A fixed-rate mortgage (FRM), often referred to as a "plain vanilla" mortgage loan, is a fully amortizing mortgage loan where the interest rate on the note remains the same through the term of the loan, as opposed to loans where the interest rate may adjust or "float". As a result, payment amounts and the duration of the loan are fixed.

Other forms of mortgage loans include interest only mortgage, graduated payment mortgage, variable rate (including adjustable rate mortgages and tracker mortgages), negative amortization mortgage, and balloon payment mortgage. Unlike many other loan types, FRM interest payments and loan duration is fixed from beginning to end.

Fixed-rate mortgages are characterized by amount of loan, interest rate, compounding frequency, and duration. With these values, the monthly repayments can be calculated.

Contents

Overview

Unlike adjustable rate mortgages (ARM), fixed-rate mortgages are not tied to an index. Instead, the interest rate is set (or "fixed") in advance to an advertised rate, usually in increments of 1/4 or 1/8 percent.
○ ○ ○ ○
▶ Directions for this task:
Please answer these questions about the fixed-rate mortgage excerpt above:
1. What nickname is a fixed-rate mortgage often given?
2. Which four values characterize a fixed-rate mortgage?
3. In what increments is the advertised interest rate usually set?

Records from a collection
○ ○ ○ ○
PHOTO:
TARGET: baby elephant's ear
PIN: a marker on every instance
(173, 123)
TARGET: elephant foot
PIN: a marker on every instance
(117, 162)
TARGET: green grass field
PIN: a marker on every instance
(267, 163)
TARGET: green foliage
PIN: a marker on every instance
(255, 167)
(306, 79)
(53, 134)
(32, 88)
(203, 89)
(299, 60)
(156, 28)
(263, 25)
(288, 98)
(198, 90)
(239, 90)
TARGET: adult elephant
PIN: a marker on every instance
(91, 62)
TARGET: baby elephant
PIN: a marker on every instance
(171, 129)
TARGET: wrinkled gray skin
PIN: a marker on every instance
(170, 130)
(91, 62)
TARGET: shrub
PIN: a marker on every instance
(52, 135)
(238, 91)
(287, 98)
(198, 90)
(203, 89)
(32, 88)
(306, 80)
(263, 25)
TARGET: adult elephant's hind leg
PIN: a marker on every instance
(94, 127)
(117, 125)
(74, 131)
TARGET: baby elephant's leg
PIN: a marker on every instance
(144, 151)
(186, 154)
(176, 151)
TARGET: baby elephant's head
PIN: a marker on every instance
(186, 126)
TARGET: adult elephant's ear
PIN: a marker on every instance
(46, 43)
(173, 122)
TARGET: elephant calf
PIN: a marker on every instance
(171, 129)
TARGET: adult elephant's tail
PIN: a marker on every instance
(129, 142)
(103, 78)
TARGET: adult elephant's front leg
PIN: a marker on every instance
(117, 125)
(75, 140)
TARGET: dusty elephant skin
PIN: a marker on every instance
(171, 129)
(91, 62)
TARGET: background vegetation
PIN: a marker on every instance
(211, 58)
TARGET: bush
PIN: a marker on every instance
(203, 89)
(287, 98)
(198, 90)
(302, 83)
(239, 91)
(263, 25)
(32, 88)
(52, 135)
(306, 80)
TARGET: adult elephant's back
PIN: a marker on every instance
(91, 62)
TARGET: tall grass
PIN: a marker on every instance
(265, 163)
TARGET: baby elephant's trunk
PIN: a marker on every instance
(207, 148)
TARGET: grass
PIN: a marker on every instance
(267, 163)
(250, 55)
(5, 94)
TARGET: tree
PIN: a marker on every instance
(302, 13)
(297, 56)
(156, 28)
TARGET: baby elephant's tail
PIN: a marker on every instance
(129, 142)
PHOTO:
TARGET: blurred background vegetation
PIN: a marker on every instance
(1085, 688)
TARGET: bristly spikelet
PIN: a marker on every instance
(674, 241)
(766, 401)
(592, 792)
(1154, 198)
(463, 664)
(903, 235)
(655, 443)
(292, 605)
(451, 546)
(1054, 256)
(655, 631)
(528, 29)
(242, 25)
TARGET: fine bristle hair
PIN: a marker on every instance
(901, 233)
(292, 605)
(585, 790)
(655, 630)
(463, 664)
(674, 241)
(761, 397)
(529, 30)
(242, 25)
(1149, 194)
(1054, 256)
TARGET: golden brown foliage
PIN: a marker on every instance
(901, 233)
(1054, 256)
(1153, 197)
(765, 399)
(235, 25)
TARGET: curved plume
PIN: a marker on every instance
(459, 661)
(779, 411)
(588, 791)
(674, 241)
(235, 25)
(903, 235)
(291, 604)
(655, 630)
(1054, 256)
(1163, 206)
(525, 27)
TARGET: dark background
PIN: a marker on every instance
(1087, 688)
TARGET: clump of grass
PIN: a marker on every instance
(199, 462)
○ ○ ○ ○
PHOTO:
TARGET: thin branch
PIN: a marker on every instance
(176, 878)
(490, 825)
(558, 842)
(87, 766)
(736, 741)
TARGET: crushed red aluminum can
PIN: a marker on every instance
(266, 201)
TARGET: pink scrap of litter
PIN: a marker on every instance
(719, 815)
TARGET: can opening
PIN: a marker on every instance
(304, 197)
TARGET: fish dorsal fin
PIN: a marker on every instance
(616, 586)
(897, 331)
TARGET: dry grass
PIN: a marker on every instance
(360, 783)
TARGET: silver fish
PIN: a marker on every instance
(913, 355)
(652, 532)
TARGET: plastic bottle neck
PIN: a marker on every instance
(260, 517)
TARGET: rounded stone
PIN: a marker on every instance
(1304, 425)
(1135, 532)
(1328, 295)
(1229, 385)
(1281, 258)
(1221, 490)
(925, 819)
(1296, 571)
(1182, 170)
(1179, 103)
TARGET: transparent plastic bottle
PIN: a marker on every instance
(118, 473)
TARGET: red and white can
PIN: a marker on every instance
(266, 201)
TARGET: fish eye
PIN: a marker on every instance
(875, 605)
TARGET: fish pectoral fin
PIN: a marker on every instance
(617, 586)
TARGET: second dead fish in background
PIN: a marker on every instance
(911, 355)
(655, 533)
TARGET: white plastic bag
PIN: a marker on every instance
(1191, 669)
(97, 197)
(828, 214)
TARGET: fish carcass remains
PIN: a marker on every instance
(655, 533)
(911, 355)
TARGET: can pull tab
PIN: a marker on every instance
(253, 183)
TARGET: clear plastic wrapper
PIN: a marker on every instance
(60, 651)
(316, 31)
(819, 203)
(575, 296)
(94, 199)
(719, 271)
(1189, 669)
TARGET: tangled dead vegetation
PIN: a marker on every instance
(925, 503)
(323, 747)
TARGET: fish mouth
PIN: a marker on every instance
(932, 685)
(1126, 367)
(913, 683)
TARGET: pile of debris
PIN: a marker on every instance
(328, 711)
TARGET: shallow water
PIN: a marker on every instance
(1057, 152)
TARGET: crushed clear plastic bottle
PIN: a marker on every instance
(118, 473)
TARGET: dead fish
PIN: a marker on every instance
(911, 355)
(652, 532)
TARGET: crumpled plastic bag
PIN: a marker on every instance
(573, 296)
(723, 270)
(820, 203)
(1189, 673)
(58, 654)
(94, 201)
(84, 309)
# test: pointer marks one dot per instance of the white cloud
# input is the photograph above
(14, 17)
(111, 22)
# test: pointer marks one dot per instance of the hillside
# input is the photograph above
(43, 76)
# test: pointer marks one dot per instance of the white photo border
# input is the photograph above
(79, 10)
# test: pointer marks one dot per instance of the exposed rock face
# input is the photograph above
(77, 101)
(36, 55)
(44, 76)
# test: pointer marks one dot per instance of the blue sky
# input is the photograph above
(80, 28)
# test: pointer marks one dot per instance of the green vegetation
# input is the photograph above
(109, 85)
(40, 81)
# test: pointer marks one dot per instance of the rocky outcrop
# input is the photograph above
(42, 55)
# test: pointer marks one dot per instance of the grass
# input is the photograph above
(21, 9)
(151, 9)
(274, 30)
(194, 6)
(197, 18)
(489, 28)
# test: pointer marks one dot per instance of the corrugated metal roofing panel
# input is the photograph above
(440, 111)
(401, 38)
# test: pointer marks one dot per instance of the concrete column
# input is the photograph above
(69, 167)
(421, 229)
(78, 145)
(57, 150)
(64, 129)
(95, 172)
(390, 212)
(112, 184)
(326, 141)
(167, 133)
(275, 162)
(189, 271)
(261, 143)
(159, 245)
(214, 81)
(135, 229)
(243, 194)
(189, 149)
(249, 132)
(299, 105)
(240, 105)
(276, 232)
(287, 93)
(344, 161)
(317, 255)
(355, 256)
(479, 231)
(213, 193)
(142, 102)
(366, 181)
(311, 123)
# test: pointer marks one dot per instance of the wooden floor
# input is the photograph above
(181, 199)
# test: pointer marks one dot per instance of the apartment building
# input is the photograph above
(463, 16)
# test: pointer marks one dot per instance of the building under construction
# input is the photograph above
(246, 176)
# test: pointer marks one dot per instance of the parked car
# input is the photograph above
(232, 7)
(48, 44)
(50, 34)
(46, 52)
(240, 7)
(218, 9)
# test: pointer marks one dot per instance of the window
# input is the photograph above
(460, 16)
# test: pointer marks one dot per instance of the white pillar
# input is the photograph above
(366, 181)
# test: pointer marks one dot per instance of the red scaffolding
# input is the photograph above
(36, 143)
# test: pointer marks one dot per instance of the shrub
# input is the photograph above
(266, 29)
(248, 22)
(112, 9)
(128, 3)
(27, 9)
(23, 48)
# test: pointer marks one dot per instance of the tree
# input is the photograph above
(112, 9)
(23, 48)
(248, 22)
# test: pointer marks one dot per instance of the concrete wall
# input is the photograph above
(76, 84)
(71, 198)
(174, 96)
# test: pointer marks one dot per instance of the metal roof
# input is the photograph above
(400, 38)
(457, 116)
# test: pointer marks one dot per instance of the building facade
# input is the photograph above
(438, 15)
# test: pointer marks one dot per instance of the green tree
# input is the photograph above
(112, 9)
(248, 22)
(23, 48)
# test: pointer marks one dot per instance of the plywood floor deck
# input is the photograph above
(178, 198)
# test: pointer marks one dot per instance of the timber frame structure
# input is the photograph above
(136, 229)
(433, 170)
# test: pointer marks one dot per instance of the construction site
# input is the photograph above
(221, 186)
○ ○ ○ ○
▶ Correct response:
1. A "plain vanilla" mortgage loan.
2. Amount of loan, interest rate, compounding frequency, and duration.
3. Increments of 1/4 or 1/8 percent.